WHAT THE TASK REQUIRES
Exactly the lines from the one with "Object class to annotate: bedroom wall" through the end of the records below are to be output, the first and last included, and no others.

[Saved entries]

* * *

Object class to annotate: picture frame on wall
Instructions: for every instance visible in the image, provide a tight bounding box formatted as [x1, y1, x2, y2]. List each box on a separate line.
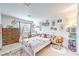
[50, 27, 57, 31]
[59, 24, 64, 31]
[67, 27, 70, 32]
[42, 20, 49, 26]
[57, 19, 62, 23]
[71, 27, 76, 32]
[50, 27, 53, 30]
[52, 21, 55, 26]
[66, 27, 76, 32]
[54, 27, 57, 30]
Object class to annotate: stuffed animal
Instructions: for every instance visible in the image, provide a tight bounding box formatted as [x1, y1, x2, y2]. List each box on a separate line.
[50, 36, 63, 44]
[58, 36, 63, 43]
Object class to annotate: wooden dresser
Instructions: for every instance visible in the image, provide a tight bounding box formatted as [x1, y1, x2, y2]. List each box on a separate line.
[2, 28, 20, 46]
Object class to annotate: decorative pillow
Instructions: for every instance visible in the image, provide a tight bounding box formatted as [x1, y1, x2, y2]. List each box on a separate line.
[47, 34, 51, 38]
[44, 34, 47, 38]
[41, 34, 45, 38]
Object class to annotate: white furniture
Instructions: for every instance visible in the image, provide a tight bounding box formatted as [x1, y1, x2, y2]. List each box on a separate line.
[20, 37, 50, 56]
[0, 43, 21, 56]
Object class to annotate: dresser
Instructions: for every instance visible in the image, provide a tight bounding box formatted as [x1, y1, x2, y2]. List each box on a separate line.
[2, 28, 20, 46]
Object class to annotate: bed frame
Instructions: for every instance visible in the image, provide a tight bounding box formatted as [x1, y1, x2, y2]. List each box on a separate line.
[21, 40, 50, 56]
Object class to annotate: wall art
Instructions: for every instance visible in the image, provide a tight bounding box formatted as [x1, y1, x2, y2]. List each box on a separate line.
[42, 20, 49, 26]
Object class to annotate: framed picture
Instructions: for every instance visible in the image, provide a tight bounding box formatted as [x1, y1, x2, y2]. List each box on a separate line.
[50, 27, 53, 30]
[71, 27, 76, 32]
[54, 27, 57, 30]
[50, 27, 57, 31]
[67, 27, 70, 32]
[59, 24, 64, 31]
[52, 21, 55, 26]
[57, 19, 62, 23]
[42, 20, 49, 26]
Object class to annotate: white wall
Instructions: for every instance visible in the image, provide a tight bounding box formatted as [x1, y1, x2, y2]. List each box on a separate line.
[39, 4, 77, 48]
[77, 13, 79, 54]
[0, 12, 2, 49]
[2, 14, 19, 28]
[2, 14, 13, 28]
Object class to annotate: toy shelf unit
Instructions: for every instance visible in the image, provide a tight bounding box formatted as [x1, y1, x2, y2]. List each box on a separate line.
[67, 27, 77, 52]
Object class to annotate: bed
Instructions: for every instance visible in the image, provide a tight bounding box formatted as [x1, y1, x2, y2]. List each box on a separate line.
[20, 36, 50, 56]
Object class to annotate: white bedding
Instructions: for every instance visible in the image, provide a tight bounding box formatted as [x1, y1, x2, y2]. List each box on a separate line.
[21, 37, 50, 46]
[20, 37, 50, 55]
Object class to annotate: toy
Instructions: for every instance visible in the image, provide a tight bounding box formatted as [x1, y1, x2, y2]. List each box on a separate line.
[50, 36, 63, 50]
[68, 40, 76, 52]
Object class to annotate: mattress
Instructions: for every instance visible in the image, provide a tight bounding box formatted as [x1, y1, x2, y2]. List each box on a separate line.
[20, 37, 50, 55]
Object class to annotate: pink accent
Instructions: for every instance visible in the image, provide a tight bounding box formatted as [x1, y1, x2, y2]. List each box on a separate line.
[50, 36, 54, 44]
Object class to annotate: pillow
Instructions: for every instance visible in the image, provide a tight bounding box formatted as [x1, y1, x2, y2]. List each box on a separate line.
[46, 34, 51, 38]
[37, 33, 48, 38]
[44, 34, 47, 38]
[41, 34, 45, 38]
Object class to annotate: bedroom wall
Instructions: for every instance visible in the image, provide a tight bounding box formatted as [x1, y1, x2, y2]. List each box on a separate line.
[77, 13, 79, 54]
[1, 14, 19, 28]
[39, 4, 77, 48]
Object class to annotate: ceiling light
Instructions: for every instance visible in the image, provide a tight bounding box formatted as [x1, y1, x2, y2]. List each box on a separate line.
[24, 3, 31, 7]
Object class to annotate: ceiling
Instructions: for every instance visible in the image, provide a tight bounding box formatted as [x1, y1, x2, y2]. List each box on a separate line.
[0, 3, 75, 22]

* * *

ANSWER
Object class to annotate: bedroom wall
Instructions: for every instance visible in the image, provide a tight bounding box formatted as [x1, y1, x2, y2]. List each box on a separate line.
[77, 13, 79, 54]
[1, 14, 19, 28]
[39, 4, 77, 48]
Object class to annotate: ceiling light
Instructions: for every instance visible in the image, provide a tight bounding box formatted as [x1, y1, x2, y2]. List each box on a separate line.
[24, 3, 31, 7]
Object class to annotate: ceiling
Instructions: for every instance visible in the image, provide a tight bounding box formatted as [x1, y1, x2, y2]. List each box on a separate line.
[0, 3, 75, 22]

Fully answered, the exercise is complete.